Sunday, November 13, 2016

From Bad Visualization to Better

Taking a second look at the quality of the design and presentation of a data subset from an earlier post I will seek to improve one visualization from the 2 November 2016 posting “Attempts at Visualizing a Large Dataset” (https://dataviz2016.blogspot.com/2016/11/attempts-at-visualizing-large-dataset.html). Several of the visualizations in this post are of reduced value or utility, largely due to the visualization trying to convey too much information and from differing scales.

The visualization I will address is the pie chart “1996 Registration Orgs.” This was displayed as a pie chart in order to meet other requirements but pie charts but there are many problems with the use of pie charts and this visualization in particular is a terrible use of a pie chart. There are too many categories to display (21 different values), there is one category consuming the vast majority of the pie, it is not possible to read the names of many of the categories, the distribution and selection of colors makes it difficult to differentiate the categories, and the difference in magnitude of several categories makes it impossible to judge what the actual values are for different categories or even determine the difference in magnitude scale between them. In short, pie chart is the wrong visualization type to use.

To create a more useful and readable visualization of the different organizations with a 1996 registration start date I will change this from a pie chart to a bar chart, use a chart title, label the X and Y axis, plot in a flat two-dimensional perspective to prevent any misleading impressions due to the mind's interpretation of angles, area, and scale.

Removing organizations that had an index (or x) value but counts (y values) of zero reduces the clutter in the plot; if the organization has no counts then there is not necessarily a need to plot it since the absence of presence can also reflect a zero value. Using different colors assigned to each organization type also helps differentiate the groups. But when this is plotted the sizable difference in magnitude for "PRIVATE" is a problem as it makes all the other values unreadable and impossible to compare.

Changing the y-scale to a log scale reduces this effect as shown below.

______

= What is required =
Please put this sentence from the blog post on chart redesign into Spanish: "Using different colors assigned to each organization type also helps differentiate the groups." Rely on nothing but the blog post above.

Segmentation mask data:
______

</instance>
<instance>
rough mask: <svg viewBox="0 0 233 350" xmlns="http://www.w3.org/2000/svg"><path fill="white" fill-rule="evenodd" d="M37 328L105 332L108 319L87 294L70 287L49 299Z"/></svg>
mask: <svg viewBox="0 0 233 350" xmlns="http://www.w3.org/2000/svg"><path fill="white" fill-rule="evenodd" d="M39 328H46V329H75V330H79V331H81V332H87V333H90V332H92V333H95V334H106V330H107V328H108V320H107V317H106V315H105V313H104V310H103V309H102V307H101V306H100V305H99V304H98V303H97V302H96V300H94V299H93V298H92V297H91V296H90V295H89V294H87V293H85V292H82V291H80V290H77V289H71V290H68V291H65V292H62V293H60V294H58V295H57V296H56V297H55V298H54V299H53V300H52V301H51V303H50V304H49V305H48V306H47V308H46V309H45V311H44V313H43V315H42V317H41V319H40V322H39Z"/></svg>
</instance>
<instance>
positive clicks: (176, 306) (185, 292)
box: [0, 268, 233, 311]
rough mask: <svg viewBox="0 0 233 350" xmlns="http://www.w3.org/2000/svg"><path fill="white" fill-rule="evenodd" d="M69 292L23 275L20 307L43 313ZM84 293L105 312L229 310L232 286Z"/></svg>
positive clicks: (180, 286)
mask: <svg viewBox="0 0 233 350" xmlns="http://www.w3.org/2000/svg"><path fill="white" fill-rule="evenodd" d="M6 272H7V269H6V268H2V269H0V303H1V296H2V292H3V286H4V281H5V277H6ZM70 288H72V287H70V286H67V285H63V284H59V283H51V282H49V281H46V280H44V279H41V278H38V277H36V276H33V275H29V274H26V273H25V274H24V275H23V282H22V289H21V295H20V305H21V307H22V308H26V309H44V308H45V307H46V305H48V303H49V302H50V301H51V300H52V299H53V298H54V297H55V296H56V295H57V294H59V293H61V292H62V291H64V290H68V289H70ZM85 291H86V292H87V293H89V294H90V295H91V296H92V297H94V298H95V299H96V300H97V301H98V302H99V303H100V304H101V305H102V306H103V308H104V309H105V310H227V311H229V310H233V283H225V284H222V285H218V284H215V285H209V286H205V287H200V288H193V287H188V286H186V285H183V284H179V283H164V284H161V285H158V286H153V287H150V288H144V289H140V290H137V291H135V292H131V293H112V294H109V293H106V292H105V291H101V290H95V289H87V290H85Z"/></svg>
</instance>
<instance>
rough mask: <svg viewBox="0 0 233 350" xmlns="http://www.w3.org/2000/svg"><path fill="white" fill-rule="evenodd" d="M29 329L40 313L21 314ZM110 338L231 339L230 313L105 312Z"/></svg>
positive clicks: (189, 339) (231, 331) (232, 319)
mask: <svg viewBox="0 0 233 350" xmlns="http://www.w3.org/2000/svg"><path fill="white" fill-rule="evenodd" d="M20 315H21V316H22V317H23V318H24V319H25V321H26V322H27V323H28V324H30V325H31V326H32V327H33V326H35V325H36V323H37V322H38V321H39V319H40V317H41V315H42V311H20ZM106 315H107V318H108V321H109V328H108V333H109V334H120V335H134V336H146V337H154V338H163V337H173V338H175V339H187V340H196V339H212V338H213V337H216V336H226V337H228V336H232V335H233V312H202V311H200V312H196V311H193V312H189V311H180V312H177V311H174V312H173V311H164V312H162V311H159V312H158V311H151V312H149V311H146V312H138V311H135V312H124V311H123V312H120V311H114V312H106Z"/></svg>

______

= Exercise result =
El uso de colores diferentes asignados a cada tipo de organización también ayuda a diferenciar los grupos.